Extracted records »
_ _ _ _ _ _ _
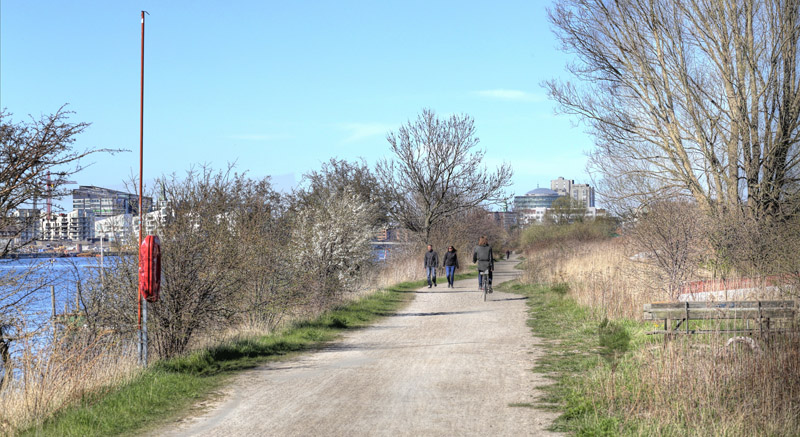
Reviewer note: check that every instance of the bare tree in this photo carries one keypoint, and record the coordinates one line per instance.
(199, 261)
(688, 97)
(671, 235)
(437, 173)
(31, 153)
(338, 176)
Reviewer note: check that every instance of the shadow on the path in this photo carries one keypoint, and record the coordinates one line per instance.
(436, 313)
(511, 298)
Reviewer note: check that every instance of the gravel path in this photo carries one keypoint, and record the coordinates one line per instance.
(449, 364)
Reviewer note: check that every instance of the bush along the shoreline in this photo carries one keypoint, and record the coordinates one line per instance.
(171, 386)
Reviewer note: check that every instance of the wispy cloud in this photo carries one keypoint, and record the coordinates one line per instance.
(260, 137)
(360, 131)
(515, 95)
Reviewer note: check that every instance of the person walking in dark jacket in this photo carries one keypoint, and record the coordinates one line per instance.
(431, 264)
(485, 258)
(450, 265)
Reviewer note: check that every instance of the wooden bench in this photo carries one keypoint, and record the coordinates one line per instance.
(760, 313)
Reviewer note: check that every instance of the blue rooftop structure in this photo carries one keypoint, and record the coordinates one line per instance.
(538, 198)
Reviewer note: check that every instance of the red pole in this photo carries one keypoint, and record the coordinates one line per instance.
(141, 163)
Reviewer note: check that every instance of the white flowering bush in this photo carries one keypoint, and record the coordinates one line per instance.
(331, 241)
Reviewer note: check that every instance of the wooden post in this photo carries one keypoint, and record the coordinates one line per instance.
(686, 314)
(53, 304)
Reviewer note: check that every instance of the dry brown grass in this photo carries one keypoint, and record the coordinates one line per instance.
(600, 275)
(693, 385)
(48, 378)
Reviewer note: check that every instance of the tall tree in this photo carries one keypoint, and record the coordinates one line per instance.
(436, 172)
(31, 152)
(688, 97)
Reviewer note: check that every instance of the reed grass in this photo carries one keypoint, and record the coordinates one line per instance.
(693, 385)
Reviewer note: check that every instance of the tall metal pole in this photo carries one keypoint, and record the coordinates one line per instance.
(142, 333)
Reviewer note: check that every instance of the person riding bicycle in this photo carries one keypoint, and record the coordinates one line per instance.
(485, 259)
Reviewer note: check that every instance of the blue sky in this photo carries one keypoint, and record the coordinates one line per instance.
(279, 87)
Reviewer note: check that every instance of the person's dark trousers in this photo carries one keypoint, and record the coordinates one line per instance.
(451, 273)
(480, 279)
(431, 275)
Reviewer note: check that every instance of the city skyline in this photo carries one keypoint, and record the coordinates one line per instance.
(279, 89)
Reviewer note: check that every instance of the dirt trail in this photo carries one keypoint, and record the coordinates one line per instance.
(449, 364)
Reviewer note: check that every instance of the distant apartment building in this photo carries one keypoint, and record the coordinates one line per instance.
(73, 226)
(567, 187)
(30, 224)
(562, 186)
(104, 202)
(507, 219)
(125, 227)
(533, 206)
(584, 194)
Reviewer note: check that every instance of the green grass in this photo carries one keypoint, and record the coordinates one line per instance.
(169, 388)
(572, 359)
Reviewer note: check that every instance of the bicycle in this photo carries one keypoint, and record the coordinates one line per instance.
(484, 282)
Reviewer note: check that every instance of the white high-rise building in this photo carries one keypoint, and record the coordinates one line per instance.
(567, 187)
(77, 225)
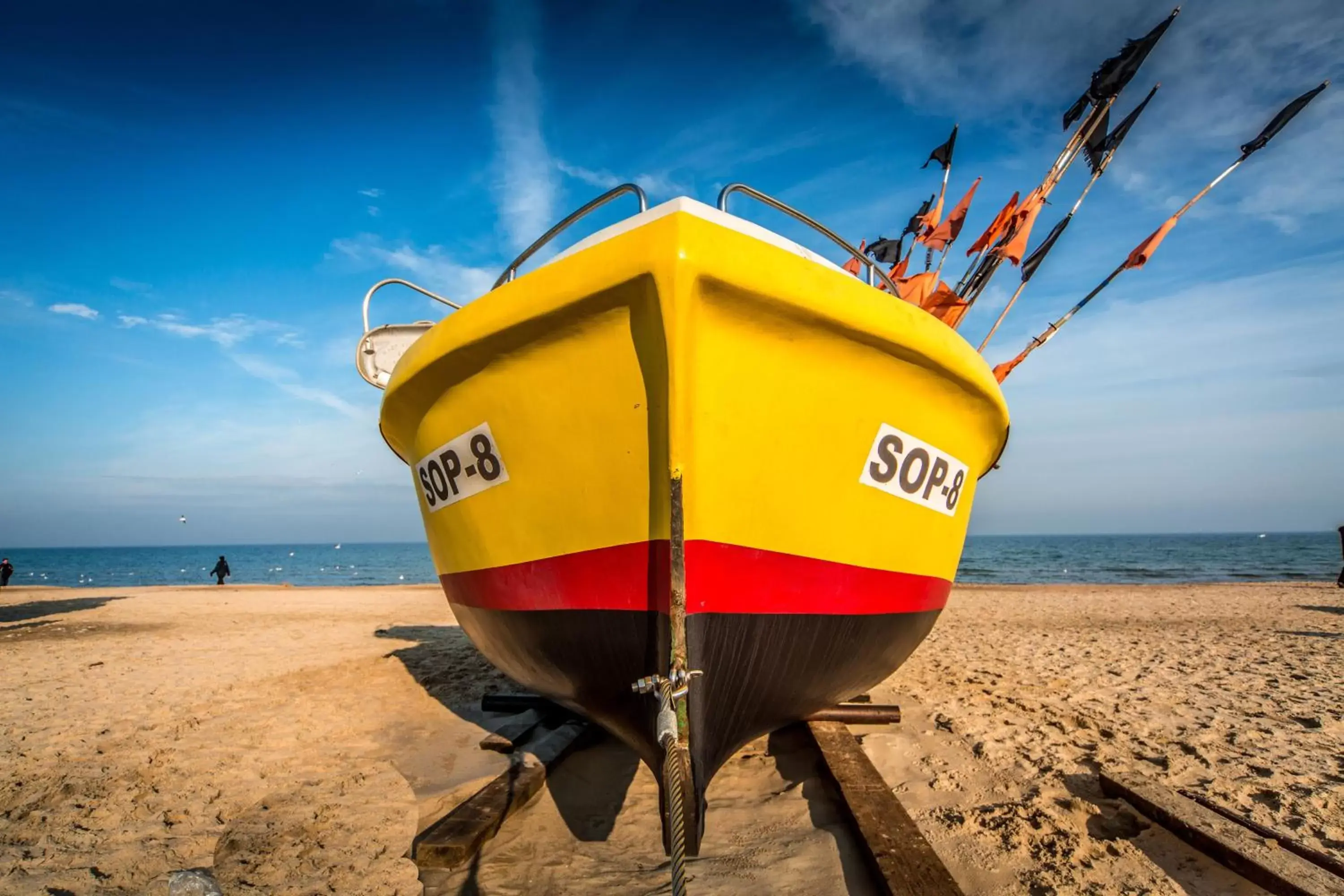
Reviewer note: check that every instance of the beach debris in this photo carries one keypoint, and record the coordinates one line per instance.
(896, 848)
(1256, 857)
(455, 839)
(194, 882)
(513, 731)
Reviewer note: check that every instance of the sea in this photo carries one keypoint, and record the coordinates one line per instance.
_ _ _ _ _ _ _
Instructions to follow » Give back the records word for word, without their pictures.

Answer to the problem »
Reviewer note: check that every instance of the bare tree in this photo carries one keypoint, and record the coordinates one line per instance.
(199, 261)
(688, 97)
(671, 235)
(437, 173)
(31, 153)
(338, 176)
Reviewer note: check that every instance of the shadow on the path in this photo carries one keypoint, and record the coordinates one line per instance.
(436, 313)
(511, 298)
Reviewer note: check that every instance of the gravel path in this photo carries one keypoint, and record the coordinates one line per instance.
(449, 364)
Reviewer note: check that every instance of the bush along the shoreline in this photo carries one keypoint, and record the coordinates one line per instance.
(171, 386)
Reviewer note: check that every instance of the wispy cloud in this photo carries one keypoint, and record the coordinates one line per instance.
(260, 137)
(360, 131)
(515, 95)
Reviewer note: check that every instance of the person walking in dark jacket in this photo carries one keypoint, and record the coordinates one line per instance.
(431, 264)
(485, 258)
(450, 265)
Reviewer note: check that every instance of the wooden bench in this photo carries one keypoint, and record the coordinates one line per instance.
(760, 313)
Reviewer note: check that every instance of the blue rooftop structure in this photo carries one keypoint, and record the coordinates one line per instance.
(538, 198)
Reviewer note: check that every instance of the red pole in this photo carries one keypoint, and record the coordinates one line per instance.
(141, 163)
Reviewer note: check that every instance of the white flowering bush in this photo carries one keypoint, and record the coordinates one line per instance.
(331, 241)
Reviewer note: check that every instance of the wooden post in this photo carries one keypoint, and record the coordinates one line per instance.
(686, 314)
(53, 304)
Reviewer note: check that every instance of the dry brown grass in this photo carries one keypoint, and record the coordinates one line per instance.
(600, 275)
(693, 385)
(48, 378)
Reviewer note: check that every instance of the tall tree in this photo carries one keypoint, and record the coordinates one line per instance.
(436, 172)
(31, 152)
(688, 97)
Reviewer note: check that every instance of the reed grass in this photo carries one keypoint, and record the coordinates one line per instance.
(693, 385)
Reviewer note: check that every instance of the tall metal pole in this photo carries one keypoint, and record the coordinates one line per instance.
(142, 333)
Reviewer note: check that every instance of the person riding bicycle in this photo carries one keypoint, and record the coordinates one line per instance.
(485, 259)
Reviewer note: check that every instance of the blue sky in this photo carries one keypoint, and record the coordinates one line per instance.
(279, 87)
Reviewer note: check that every instance of the person's dark trousers in this photo carries one keypoint, and record the coordinates one line per instance.
(451, 273)
(480, 279)
(431, 275)
Reviewer note: check that every instance of the city skyline in this photo carries one keypoint, and record the coordinates one line per instance.
(279, 89)
Reviewer note: check that every instance of the dirt trail in this photo carries one keypoint, and record the coordinates one line per instance.
(449, 364)
Reviewer note: check that every instance of the distant apartment building in this photo carries one keypoint, and record the coordinates one line per instance.
(73, 226)
(567, 187)
(30, 224)
(562, 186)
(104, 202)
(507, 219)
(125, 227)
(533, 206)
(584, 194)
Reviewer note: check that every instance of the green grass in this photo carries one keypoint, and record the coordinates one line per instance.
(169, 388)
(572, 359)
Reviewer note: check that every instance of the bicycle in this photo carries one keypoint, and record the coordinates one line per instance.
(484, 282)
Reviewer note: check that every instance of the white high-rise building in this photo carries one keypoint, and record the coordinates one line per instance.
(567, 187)
(77, 225)
Reviewer note: check that every instance of the beach debris in this photo carries one keypoint, and record the coordinates one line per instance.
(896, 848)
(1256, 857)
(455, 839)
(194, 882)
(513, 731)
Reviewer note: check that every instance of the sea in this photo carries one keypoint, and record the coordinates one line per instance.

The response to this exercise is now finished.